Referring expression data:
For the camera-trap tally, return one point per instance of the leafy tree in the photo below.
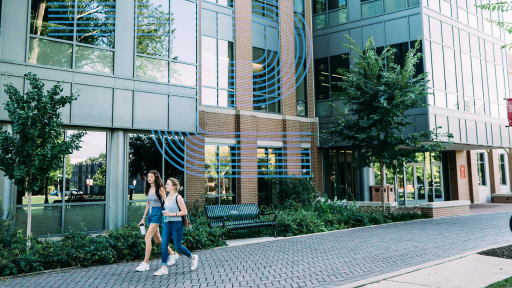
(35, 147)
(378, 96)
(505, 7)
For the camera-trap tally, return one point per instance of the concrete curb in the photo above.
(412, 269)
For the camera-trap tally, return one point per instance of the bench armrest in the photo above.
(272, 213)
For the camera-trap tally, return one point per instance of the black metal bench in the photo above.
(238, 217)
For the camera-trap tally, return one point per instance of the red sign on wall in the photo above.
(509, 111)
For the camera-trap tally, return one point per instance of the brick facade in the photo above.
(248, 126)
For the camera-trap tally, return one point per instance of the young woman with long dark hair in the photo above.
(155, 191)
(175, 208)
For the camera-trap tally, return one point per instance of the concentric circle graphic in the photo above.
(267, 79)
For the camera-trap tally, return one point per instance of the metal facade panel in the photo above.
(208, 23)
(336, 41)
(454, 128)
(225, 27)
(471, 132)
(377, 32)
(182, 116)
(123, 108)
(397, 31)
(18, 83)
(150, 111)
(93, 106)
(415, 27)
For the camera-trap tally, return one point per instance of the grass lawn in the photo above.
(506, 283)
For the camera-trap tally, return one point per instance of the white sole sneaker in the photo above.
(193, 265)
(161, 271)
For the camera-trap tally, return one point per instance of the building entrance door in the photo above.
(415, 175)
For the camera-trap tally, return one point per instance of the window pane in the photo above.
(319, 21)
(54, 19)
(319, 6)
(322, 79)
(301, 108)
(437, 66)
(45, 220)
(335, 4)
(209, 61)
(95, 22)
(467, 78)
(50, 53)
(88, 163)
(449, 66)
(94, 60)
(371, 9)
(338, 17)
(92, 217)
(183, 74)
(209, 96)
(477, 77)
(393, 5)
(152, 69)
(211, 173)
(184, 38)
(153, 28)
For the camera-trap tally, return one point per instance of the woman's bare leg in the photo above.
(158, 240)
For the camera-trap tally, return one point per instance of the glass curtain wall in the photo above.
(266, 80)
(220, 175)
(72, 197)
(329, 13)
(166, 41)
(145, 154)
(73, 34)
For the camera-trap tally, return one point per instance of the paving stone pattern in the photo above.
(322, 260)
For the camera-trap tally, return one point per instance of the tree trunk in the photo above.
(382, 183)
(29, 219)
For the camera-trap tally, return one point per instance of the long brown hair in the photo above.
(159, 186)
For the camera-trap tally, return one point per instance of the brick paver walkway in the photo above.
(322, 260)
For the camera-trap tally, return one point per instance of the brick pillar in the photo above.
(494, 171)
(459, 187)
(247, 189)
(472, 173)
(194, 178)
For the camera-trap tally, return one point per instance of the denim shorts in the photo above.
(155, 216)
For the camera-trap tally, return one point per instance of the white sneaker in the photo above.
(142, 267)
(193, 265)
(161, 271)
(171, 260)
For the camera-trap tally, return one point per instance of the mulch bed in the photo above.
(501, 252)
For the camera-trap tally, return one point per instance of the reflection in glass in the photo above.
(153, 28)
(89, 163)
(54, 19)
(370, 9)
(183, 47)
(94, 60)
(51, 53)
(319, 21)
(45, 220)
(152, 69)
(183, 74)
(90, 217)
(209, 61)
(338, 17)
(394, 5)
(95, 22)
(209, 96)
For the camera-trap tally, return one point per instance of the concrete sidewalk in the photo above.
(471, 271)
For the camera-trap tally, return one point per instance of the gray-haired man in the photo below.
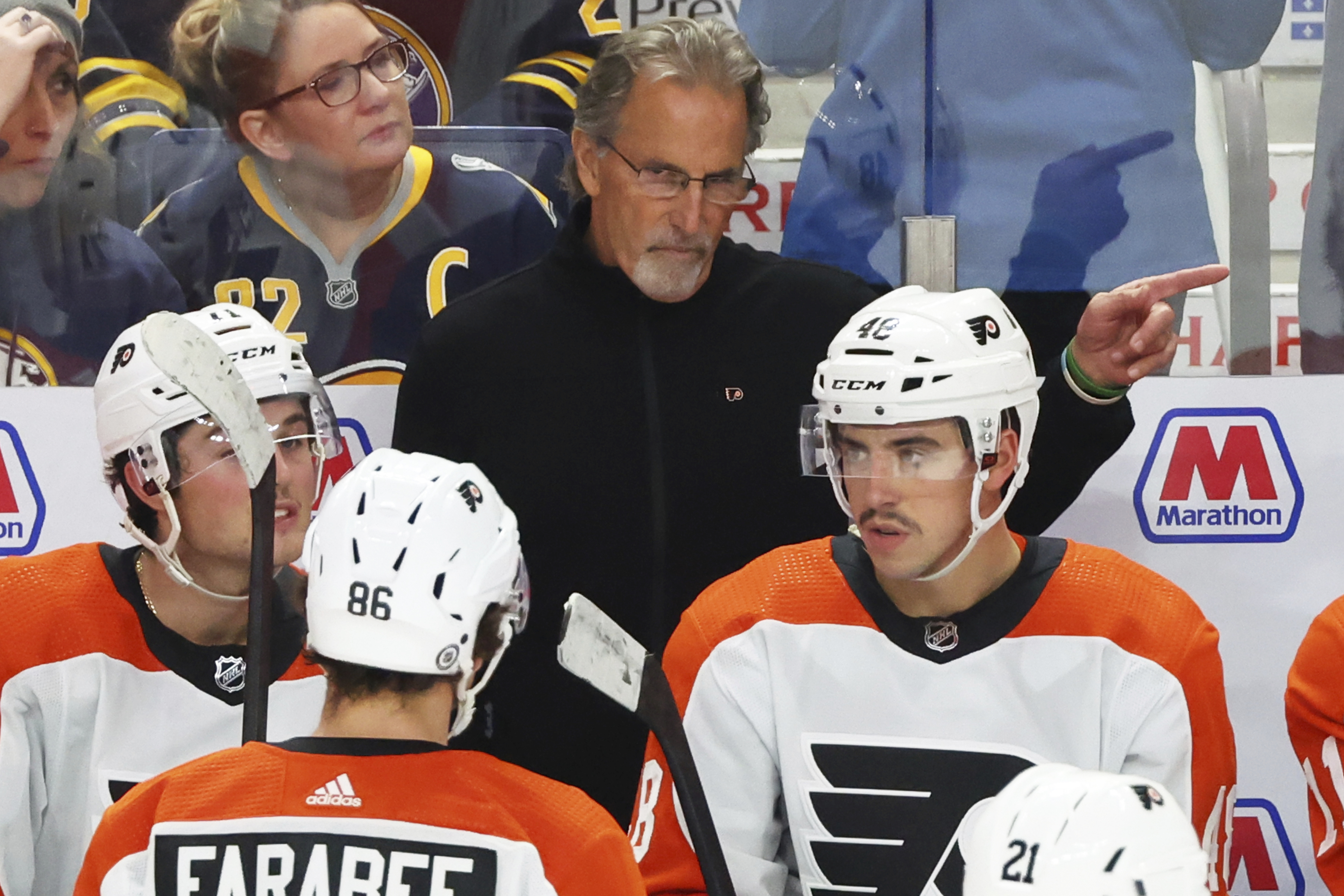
(635, 394)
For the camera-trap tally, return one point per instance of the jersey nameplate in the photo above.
(316, 863)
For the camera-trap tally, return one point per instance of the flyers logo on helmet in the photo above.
(1263, 858)
(22, 505)
(984, 328)
(1248, 488)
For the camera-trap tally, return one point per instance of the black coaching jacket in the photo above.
(650, 449)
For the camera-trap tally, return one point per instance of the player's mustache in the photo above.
(679, 241)
(892, 516)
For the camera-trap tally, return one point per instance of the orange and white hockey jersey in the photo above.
(343, 816)
(97, 695)
(842, 743)
(1315, 709)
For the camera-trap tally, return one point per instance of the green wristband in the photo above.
(1085, 382)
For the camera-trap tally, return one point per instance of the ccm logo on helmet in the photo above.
(248, 354)
(984, 328)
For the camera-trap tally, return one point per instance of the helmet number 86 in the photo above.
(360, 601)
(1019, 852)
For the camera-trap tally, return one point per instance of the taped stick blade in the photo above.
(195, 363)
(595, 648)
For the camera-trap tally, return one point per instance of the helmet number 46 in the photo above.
(878, 328)
(360, 601)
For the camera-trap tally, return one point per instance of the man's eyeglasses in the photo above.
(666, 183)
(340, 85)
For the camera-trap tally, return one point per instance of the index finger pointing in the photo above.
(1135, 147)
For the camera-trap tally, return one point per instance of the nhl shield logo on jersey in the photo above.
(230, 673)
(1220, 475)
(22, 505)
(941, 636)
(342, 293)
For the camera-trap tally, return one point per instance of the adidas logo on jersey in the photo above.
(336, 792)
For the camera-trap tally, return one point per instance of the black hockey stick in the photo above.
(595, 648)
(195, 363)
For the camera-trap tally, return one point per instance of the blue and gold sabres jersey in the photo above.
(454, 225)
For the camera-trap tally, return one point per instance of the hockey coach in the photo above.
(635, 393)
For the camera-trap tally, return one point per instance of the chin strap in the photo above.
(167, 553)
(980, 526)
(467, 695)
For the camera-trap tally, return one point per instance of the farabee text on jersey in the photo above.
(486, 828)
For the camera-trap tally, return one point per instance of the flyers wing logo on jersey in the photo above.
(886, 816)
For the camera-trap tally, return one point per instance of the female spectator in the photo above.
(69, 280)
(333, 224)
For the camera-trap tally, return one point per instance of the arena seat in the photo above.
(174, 159)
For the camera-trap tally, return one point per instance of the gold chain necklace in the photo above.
(140, 577)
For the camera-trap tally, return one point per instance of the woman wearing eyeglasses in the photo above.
(334, 226)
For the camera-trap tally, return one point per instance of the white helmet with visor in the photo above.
(914, 357)
(1060, 831)
(408, 555)
(139, 406)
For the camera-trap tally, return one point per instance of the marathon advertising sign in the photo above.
(1218, 476)
(1263, 859)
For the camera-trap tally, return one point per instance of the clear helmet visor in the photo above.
(304, 440)
(931, 451)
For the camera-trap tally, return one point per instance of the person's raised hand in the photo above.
(1127, 334)
(24, 34)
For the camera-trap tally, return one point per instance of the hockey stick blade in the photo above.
(596, 649)
(197, 364)
(600, 652)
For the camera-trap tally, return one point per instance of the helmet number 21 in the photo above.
(360, 601)
(1021, 851)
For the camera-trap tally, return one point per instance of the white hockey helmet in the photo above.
(405, 559)
(913, 357)
(136, 404)
(1058, 831)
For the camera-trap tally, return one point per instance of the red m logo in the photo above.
(1241, 452)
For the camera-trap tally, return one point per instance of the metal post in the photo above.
(1248, 171)
(932, 253)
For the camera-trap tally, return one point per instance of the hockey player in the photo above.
(334, 225)
(850, 699)
(417, 588)
(118, 664)
(1315, 709)
(1058, 831)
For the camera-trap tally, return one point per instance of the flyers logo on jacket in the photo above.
(22, 505)
(1263, 859)
(1220, 475)
(355, 448)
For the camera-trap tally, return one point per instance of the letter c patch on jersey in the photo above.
(887, 815)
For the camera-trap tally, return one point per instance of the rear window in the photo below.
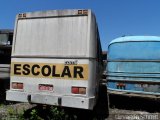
(134, 51)
(59, 36)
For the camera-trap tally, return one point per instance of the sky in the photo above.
(115, 18)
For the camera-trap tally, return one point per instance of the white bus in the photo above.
(56, 59)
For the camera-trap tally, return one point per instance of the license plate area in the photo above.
(45, 87)
(141, 85)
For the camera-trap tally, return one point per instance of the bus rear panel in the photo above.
(54, 59)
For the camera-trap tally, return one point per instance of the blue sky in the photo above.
(115, 18)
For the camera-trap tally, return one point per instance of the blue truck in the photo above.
(133, 66)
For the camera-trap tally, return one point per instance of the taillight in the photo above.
(45, 87)
(121, 86)
(78, 90)
(16, 85)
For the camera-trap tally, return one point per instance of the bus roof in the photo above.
(135, 39)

Work request:
In the entries above, find the line containing "window in the photo below.". Transcribe it and every later line to the end, exactly, and leave out the pictures.

Exercise answer:
For the camera-trap tally, return one point per instance of the rear window in the photo below.
(134, 51)
(59, 36)
For the camera-trap tally, return one point per instance of the sky in the photo above.
(115, 18)
For the camera-trap tally, return one point per instance of the white bus in the photo above.
(56, 59)
For the camera-trap tally, return one point per instance of the license plate area in the photo above.
(45, 87)
(141, 85)
For the camera-trap tally, return one point per instance of the bus rear panel in the photo above.
(54, 59)
For the camera-trap tally, return one point per instance of the blue sky in the photo above.
(115, 18)
For the camera-trap tally, return one point per instance of the blue truck in the photo above.
(133, 66)
For the camera-trap tally, return one point per instance of the taillight in the photo above.
(45, 87)
(121, 86)
(78, 90)
(16, 85)
For the camera-trap tally, return one point per instance of the bus roof in the photo above.
(135, 39)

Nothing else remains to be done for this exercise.